How widespread is AI adoption among businesses?
A. For the enterprise or corporate market that we serve, you’ve got the bulk of businesses that are in early stage exploration.
Companies are making what I call safe bets at the moment, doing things where they can drive real outcomes and gain incremental business value. In the future, I think you’re going to see business models built around AI more.
Right now, a company may be experimenting with AI on how they handle invoices, but wouldn’t it be more interesting to change your entire supply chain?
However, it would be very risky at this point to make those types of drastic changes, until the underlying technologies are really maturing and not evolving so rapidly.
There are a few real leaders today who are doing what I’ll call disruption. In almost every sector, they’re trying to find the disruptive business model where AI makes something happen that is simply impossible today.
I see it in payroll and mortgage processing, insurance, health care — they’re all trying to find this new way, where you could ten X the work productivity with AI and drive something different.

Task item A
Summarize the interview passage on business AI adoption in two sentences.
Task item B
Carry the interview passage on business AI adoption forward from its final sentence.

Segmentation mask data
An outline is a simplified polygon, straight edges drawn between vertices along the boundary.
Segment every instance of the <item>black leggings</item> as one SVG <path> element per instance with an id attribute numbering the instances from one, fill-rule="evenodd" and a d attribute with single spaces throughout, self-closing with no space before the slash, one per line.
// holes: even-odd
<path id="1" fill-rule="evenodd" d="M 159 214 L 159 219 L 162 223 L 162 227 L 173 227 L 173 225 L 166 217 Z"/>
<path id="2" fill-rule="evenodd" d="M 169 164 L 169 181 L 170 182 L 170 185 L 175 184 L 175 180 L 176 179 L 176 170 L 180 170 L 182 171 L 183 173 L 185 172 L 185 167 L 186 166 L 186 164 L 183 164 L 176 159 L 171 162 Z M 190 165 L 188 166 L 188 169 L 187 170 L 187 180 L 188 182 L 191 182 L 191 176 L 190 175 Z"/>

Expected output A
Most enterprise businesses are in early-stage exploration, making safe bets such as experimenting with AI for invoice handling rather than overhauling a whole supply chain, because drastic changes are risky while the technologies are still evolving rapidly. A few leaders in sectors like payroll, mortgage processing, insurance, and health care are pursuing disruptive business models in which AI could multiply work productivity tenfold.

Expected output B
All companies have access to AI technologies, but the companies that invest in it to drive differentiation are the ones that are going to have an advantage.
Which industries do you think AI will impact the most?
A. It’s clearly applying to places where you’re seeing pools of labor doing lots of things. So, in industries where you have customer service, where you have huge volumes of inbound communication, like tons of customer requests, invoices, contracts, things like that, that’s where AI is ripe for implementation.
The use of AI doesn’t really apply to a single industry, it’s more about the pattern of work. You’re going to see more likely adoption with organizations that have high volumes of document-based work.
You see that in the legal and education industries as well as banking, insurance and health care — they have got paper flowing everywhere.
Companies are using generative AI to answer customer purchase emails, for lease abstraction (or extracting, processing, and organizing critical lease data) and also to help handle mortgage applications.
I think if you look at everything from utilities, to insurance companies, to banking, it’s going to certainly drive improvements, especially in customer service.
I think it’s also going to help with the ability to understand what customers feel and want. One of the examples that came up recently was in customer service. When you do an interaction with customer service, at the end of a call, they always ask if you’d be willing to stay on for five extra minutes to do a survey.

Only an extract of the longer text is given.